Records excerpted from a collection
(begin)
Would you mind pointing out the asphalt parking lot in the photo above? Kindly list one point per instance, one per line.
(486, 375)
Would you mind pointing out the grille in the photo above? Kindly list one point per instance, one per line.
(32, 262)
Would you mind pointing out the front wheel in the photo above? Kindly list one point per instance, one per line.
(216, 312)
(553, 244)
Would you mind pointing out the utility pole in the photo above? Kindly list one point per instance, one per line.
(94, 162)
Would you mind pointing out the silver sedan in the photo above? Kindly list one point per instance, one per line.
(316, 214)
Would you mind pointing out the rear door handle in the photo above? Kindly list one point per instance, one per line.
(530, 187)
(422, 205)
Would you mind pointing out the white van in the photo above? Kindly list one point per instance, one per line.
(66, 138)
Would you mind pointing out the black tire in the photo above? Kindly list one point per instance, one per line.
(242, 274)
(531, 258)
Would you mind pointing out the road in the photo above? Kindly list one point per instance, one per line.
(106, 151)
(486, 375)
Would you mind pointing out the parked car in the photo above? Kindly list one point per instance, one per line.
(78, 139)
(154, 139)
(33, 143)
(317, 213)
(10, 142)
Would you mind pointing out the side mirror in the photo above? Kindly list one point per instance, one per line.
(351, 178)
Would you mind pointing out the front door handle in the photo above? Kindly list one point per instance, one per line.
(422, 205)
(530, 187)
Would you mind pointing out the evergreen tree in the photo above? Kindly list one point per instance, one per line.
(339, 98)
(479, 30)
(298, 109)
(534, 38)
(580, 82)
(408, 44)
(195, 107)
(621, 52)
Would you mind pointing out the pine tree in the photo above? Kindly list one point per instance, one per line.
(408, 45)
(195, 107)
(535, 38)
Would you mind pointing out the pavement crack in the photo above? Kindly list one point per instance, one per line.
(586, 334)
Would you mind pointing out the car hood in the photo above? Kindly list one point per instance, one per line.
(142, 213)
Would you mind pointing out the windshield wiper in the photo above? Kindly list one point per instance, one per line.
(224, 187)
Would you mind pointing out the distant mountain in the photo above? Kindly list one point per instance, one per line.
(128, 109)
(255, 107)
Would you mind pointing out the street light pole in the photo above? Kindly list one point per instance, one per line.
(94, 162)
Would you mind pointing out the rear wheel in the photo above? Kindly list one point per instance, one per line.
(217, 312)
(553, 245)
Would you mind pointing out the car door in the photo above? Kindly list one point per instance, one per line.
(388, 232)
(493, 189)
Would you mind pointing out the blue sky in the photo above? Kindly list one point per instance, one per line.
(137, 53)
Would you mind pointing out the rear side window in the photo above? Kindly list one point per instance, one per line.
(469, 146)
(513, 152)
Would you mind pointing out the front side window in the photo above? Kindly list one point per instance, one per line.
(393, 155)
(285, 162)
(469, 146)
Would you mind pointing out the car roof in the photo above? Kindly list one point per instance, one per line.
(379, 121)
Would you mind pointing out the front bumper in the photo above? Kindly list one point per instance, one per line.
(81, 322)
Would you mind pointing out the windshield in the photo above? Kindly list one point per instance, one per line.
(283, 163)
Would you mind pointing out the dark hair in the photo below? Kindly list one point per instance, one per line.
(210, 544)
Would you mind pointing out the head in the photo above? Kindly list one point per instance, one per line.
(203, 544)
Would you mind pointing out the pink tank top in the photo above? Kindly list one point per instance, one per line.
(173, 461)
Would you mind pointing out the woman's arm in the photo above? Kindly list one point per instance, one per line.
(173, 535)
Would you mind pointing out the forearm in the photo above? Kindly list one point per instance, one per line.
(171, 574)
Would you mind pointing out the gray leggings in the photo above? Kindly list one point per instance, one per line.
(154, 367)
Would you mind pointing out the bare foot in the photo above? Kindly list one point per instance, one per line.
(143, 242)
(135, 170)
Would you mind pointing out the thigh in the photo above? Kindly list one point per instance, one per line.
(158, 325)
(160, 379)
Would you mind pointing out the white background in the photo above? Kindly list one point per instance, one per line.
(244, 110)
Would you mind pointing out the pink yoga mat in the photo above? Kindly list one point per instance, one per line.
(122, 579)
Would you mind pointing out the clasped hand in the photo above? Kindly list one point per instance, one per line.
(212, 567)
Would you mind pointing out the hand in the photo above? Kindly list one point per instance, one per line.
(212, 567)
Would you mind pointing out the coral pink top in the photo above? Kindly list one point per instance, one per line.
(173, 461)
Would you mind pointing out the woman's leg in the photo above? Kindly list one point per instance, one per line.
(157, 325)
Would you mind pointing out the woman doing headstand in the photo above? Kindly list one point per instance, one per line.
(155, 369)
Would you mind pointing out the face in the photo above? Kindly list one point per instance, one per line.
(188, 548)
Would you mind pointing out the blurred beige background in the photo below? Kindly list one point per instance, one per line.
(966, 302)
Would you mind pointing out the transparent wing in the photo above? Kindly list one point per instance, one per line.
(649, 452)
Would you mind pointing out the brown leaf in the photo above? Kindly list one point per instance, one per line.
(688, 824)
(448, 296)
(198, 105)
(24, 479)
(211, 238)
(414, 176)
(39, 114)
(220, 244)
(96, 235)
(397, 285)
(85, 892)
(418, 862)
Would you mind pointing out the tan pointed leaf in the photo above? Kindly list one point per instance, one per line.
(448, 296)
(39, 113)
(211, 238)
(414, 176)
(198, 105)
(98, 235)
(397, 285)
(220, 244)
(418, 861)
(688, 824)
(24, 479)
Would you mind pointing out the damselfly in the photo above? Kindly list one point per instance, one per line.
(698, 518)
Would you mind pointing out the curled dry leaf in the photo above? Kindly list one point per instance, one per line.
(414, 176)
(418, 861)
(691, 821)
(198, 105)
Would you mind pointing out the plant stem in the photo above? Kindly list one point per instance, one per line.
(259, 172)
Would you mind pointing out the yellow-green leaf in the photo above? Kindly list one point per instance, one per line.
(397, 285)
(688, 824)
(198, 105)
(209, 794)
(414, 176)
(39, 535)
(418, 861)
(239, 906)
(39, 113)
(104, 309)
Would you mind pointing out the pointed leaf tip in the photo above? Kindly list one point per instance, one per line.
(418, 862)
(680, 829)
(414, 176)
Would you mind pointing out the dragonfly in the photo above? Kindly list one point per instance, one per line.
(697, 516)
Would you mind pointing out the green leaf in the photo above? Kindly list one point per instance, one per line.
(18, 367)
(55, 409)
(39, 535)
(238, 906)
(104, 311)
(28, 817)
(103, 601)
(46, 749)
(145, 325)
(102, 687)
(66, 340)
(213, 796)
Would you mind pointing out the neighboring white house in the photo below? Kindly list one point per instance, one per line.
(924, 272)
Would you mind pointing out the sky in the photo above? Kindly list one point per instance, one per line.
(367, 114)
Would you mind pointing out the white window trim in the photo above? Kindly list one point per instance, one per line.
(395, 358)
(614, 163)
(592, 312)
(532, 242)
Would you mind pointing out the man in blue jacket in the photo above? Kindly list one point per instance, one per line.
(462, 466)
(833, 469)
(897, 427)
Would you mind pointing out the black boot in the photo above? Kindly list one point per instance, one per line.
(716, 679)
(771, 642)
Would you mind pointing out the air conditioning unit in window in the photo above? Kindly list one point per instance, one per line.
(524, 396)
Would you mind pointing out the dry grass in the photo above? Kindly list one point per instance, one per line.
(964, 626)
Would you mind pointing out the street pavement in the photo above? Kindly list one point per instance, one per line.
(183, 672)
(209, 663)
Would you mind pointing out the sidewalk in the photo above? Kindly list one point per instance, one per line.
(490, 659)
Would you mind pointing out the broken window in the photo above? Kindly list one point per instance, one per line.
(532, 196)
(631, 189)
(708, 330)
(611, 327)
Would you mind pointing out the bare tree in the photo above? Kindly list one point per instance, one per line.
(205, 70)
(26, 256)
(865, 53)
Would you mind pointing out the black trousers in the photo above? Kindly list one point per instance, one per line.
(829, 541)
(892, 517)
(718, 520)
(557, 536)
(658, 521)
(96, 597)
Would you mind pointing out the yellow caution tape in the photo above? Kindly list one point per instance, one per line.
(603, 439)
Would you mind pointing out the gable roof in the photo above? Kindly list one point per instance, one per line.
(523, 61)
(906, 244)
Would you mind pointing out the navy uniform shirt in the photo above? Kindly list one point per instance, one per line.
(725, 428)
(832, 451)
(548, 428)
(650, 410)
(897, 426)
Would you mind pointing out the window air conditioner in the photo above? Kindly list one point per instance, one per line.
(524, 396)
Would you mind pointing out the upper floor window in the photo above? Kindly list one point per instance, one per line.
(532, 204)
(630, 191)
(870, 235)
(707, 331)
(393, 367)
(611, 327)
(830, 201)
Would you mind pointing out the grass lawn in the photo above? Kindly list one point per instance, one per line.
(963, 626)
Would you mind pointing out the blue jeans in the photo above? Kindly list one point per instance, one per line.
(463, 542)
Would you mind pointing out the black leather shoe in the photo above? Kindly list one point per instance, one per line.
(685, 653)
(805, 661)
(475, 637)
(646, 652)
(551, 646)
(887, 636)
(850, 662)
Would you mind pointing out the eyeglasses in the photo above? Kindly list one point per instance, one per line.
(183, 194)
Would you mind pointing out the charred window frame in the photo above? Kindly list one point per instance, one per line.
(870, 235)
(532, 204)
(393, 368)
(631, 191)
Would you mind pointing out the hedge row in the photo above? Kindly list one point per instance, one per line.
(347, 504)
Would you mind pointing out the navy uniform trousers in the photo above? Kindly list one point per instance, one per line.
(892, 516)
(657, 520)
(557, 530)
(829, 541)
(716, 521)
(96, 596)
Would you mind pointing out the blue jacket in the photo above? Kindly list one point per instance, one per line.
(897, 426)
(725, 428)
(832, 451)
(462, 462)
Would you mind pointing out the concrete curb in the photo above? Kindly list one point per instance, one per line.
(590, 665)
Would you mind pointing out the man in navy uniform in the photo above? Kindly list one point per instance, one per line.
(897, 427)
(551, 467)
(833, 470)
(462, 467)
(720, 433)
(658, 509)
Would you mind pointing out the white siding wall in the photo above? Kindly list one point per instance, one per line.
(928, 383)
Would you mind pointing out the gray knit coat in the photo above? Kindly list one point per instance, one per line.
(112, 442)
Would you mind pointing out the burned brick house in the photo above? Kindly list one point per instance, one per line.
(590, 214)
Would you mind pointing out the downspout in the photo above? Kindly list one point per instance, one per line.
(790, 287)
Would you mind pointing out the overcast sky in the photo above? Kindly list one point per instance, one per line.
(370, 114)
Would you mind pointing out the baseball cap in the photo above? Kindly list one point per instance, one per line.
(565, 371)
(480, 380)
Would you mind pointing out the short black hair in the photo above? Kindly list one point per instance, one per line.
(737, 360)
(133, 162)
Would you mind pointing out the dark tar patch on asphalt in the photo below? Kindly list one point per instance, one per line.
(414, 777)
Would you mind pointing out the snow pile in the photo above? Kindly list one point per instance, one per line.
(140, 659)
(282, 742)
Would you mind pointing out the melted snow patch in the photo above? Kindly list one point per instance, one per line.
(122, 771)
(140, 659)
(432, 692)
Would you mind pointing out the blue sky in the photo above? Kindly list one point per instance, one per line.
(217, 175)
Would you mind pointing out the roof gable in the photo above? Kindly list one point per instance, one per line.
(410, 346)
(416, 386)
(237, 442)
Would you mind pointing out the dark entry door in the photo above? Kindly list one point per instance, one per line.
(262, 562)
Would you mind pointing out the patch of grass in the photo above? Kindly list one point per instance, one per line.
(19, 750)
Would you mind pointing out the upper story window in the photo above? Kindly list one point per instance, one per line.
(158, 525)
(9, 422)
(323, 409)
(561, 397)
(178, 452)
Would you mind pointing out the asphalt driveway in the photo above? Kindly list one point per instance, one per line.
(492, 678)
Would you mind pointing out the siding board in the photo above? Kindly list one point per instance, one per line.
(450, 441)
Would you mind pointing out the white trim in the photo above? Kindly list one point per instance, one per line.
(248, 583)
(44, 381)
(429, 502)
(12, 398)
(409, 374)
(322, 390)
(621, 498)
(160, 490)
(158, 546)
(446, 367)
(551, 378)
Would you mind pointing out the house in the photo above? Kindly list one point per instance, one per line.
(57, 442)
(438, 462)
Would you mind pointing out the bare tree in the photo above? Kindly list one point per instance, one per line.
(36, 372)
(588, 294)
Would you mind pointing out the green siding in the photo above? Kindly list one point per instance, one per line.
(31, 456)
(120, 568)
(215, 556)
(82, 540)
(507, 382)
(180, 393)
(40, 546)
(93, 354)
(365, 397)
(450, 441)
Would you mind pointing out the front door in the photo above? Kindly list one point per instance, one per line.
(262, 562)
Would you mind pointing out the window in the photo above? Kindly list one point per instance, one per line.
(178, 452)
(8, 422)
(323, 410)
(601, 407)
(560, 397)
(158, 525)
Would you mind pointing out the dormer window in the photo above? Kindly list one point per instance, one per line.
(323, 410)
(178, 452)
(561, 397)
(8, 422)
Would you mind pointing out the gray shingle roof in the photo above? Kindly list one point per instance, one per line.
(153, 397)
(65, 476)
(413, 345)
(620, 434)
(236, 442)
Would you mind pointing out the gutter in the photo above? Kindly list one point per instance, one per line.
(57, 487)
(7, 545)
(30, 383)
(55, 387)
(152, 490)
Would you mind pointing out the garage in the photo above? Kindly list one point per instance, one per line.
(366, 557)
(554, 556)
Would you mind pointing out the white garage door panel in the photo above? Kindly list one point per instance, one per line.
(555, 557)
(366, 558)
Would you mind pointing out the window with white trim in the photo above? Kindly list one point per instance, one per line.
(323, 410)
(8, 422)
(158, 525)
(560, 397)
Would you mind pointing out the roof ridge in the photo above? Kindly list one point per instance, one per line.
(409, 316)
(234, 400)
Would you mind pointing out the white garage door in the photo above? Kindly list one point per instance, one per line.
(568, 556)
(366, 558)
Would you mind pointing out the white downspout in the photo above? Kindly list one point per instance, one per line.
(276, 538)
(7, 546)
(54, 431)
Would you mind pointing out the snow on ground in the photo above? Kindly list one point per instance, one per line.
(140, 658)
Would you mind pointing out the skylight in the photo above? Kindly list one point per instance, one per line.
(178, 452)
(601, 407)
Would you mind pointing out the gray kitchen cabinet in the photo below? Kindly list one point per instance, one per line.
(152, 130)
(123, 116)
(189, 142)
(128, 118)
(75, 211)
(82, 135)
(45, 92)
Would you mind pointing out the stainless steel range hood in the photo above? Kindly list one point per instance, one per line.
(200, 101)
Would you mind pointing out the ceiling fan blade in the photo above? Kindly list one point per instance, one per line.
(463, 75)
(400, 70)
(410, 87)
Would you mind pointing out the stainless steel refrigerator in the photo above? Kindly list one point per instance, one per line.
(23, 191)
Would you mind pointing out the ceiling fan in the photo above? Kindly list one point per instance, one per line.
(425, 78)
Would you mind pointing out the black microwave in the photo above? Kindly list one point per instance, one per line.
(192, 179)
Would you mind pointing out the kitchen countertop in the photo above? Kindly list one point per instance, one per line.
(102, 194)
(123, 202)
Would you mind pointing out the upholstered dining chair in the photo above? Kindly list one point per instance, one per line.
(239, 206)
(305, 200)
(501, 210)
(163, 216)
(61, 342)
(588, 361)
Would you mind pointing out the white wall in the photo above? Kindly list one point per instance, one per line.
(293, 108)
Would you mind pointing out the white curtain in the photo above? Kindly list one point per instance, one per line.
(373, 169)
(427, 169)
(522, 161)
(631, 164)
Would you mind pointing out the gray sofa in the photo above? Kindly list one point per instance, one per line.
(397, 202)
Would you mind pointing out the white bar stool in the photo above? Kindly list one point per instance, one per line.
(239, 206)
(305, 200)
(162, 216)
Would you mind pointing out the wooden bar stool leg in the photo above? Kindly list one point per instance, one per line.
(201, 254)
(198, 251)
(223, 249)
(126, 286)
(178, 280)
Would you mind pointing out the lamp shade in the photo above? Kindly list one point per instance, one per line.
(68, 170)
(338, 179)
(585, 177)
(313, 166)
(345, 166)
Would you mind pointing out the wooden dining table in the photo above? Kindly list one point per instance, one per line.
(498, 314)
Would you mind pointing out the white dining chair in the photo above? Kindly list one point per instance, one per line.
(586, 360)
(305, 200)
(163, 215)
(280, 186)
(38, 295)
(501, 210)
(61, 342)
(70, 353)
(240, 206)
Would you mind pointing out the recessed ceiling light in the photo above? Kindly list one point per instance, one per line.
(end)
■ Exercise objective
Repeat exactly, and only, the lines from the line with "Would you mind pointing out the white wall" through the end of the listing above, both ends included.

■ Exercise result
Would you mind pointing out the white wall in the photo above? Kindly list one point per instance, one per line.
(293, 108)
Would you mind pointing out the white curtain in the photo above? Kindly list one point per instance, one per line.
(373, 169)
(427, 169)
(522, 161)
(631, 164)
Would you mind pointing out the gray sofa in the photo above? Kindly list one point per instance, one per line.
(397, 202)
Would you mind pointing out the white bar stool in the photo above? Kindly list one point per instance, one per line.
(239, 206)
(305, 200)
(162, 216)
Would you mind pointing out the wooden bar stool leg in the photo above? Kindly list one point per instance, one per line.
(201, 254)
(198, 251)
(223, 249)
(126, 286)
(178, 280)
Would you mind pointing out the lamp shade in the photo above? Kindly list one point per instance, one per line.
(68, 170)
(338, 179)
(585, 177)
(313, 166)
(345, 166)
Would you mind pointing out the wooden dining table in the photo above? Kindly list one point per instance, one per line.
(498, 314)
Would you mind pointing out the white dining chair in the photo above? Kindly list one point per instance, one per line.
(586, 360)
(305, 200)
(163, 215)
(280, 186)
(38, 295)
(501, 210)
(61, 342)
(70, 353)
(240, 206)
Would you mind pointing out the recessed ceiling light in the photo above? Kindly list one point per instance, one per line.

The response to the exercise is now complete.